* [TASK STATEMENT]: Read the entries below and pull out each line with the string "fried".

* [SUPPLIED ENTRIES]:
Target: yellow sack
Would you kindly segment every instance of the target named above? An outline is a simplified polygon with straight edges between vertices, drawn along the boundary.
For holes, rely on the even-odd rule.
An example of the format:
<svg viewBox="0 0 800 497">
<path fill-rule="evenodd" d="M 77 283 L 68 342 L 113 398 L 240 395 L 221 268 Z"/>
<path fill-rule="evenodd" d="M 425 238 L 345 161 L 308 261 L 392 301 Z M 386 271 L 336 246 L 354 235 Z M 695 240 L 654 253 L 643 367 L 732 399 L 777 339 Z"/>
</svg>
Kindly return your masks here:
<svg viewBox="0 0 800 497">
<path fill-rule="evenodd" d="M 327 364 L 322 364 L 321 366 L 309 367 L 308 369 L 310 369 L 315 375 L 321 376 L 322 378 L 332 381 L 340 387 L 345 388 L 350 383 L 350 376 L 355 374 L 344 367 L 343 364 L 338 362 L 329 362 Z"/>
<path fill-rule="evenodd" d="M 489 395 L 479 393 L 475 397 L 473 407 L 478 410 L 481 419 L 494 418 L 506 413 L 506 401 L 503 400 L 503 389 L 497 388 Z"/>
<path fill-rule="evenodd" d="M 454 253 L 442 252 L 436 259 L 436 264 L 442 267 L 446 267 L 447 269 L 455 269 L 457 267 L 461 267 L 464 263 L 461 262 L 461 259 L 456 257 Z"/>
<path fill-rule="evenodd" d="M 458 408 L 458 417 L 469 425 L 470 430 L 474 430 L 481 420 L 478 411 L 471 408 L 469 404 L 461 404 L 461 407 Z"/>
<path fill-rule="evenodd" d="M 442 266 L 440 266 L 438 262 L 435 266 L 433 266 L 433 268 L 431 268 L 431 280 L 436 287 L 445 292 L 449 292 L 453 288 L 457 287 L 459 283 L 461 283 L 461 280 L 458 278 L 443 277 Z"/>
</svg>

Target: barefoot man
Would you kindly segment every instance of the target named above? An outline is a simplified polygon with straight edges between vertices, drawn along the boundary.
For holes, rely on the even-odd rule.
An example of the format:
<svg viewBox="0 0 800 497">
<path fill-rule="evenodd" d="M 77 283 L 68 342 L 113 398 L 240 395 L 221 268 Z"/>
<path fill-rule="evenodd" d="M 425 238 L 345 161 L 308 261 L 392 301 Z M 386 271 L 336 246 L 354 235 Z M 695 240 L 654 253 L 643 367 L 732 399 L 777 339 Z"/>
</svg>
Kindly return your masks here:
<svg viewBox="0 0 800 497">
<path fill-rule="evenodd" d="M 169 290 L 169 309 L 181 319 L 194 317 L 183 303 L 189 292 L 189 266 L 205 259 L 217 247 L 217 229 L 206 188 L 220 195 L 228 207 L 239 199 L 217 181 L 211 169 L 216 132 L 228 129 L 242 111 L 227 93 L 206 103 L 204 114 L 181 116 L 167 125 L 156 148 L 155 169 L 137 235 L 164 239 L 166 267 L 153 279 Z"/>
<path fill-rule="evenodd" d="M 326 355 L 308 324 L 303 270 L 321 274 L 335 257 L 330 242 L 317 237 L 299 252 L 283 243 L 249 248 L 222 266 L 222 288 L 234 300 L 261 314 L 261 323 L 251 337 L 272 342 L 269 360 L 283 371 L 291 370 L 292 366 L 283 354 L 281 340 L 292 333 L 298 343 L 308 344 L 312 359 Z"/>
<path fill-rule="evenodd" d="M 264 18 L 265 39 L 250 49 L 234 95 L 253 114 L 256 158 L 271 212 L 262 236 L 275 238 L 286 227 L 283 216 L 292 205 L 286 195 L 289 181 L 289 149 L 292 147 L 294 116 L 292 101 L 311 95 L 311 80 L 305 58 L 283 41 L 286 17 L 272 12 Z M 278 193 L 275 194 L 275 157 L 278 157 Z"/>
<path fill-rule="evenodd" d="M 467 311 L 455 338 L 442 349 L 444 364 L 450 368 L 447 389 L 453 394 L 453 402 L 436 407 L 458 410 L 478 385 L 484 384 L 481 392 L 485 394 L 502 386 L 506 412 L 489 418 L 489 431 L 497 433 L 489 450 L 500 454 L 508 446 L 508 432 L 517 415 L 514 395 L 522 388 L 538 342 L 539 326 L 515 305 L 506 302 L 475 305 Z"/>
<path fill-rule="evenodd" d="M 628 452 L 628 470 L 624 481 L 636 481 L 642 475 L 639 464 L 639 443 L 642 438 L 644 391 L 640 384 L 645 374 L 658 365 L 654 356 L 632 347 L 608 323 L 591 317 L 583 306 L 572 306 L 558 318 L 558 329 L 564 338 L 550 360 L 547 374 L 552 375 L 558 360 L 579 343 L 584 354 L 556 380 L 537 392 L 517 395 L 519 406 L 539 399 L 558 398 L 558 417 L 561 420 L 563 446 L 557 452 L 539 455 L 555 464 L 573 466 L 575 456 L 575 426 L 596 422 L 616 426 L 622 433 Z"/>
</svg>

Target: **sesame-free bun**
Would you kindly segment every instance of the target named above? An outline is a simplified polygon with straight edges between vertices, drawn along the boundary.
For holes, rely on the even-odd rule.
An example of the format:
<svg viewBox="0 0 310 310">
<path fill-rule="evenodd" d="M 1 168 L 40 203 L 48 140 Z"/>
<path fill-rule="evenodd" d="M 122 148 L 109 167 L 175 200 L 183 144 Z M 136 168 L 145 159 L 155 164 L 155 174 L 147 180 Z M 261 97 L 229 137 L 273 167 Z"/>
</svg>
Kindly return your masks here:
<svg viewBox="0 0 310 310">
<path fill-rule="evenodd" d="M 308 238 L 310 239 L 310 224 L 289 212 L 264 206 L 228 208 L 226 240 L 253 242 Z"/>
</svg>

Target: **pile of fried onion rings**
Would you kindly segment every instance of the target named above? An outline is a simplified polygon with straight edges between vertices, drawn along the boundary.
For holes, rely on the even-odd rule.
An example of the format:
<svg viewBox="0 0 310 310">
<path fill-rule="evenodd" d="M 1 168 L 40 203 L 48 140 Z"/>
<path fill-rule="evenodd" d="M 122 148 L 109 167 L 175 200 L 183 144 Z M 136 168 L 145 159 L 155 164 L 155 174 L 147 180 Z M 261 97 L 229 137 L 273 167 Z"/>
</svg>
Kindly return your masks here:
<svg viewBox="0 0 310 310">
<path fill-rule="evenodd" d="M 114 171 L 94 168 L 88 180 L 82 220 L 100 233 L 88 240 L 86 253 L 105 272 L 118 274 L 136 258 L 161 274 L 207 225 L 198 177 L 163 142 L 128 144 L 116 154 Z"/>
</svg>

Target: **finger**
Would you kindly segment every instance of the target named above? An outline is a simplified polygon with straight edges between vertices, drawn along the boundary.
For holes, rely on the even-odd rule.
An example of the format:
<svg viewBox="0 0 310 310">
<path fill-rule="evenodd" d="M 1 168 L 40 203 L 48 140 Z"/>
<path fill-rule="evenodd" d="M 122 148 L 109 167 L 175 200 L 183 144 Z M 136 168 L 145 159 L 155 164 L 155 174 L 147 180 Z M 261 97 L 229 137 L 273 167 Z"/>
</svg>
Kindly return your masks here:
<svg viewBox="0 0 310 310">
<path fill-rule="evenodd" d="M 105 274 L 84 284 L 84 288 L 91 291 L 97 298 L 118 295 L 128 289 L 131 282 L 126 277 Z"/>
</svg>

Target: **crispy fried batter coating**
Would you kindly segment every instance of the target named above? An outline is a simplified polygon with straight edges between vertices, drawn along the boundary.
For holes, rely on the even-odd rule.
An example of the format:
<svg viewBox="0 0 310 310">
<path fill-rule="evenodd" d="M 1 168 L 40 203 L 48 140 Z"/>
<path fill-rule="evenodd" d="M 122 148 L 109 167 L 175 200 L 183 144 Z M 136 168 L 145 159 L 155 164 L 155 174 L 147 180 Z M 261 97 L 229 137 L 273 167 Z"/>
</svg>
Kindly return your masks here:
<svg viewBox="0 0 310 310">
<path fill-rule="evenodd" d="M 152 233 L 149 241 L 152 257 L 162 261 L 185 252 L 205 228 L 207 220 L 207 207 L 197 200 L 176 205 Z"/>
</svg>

* [ANSWER FOR THIS EXERCISE]:
Target: **pile of fried onion rings**
Target: **crispy fried batter coating**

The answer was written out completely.